▶ **Data section**:
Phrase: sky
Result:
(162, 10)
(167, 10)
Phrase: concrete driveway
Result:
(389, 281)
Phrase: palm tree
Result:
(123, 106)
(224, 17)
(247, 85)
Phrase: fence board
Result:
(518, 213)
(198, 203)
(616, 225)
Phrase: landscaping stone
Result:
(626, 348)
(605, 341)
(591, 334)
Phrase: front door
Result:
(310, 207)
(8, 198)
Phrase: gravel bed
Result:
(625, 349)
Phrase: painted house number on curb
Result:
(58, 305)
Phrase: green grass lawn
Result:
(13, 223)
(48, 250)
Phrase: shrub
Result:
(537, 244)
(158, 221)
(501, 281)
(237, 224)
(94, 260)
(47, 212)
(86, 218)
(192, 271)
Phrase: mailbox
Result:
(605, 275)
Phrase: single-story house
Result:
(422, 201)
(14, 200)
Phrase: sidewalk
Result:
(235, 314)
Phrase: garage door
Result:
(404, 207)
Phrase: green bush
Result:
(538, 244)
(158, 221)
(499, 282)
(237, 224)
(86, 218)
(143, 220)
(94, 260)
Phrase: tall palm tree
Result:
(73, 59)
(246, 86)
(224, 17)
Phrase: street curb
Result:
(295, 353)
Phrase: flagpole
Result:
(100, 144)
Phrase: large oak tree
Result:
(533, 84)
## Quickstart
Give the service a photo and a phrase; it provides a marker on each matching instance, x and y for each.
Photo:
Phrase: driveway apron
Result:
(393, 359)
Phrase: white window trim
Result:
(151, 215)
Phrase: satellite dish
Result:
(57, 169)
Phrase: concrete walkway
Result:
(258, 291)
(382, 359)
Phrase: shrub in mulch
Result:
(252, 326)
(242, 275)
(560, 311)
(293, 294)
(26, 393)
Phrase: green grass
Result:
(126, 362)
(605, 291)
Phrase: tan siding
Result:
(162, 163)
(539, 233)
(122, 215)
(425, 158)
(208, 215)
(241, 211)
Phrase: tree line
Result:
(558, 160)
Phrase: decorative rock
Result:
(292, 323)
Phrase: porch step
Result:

▶ **Required action**: From the data above, determine how many lines hold "concrete", and write only the number.

▶ **Answer to this exercise**: 2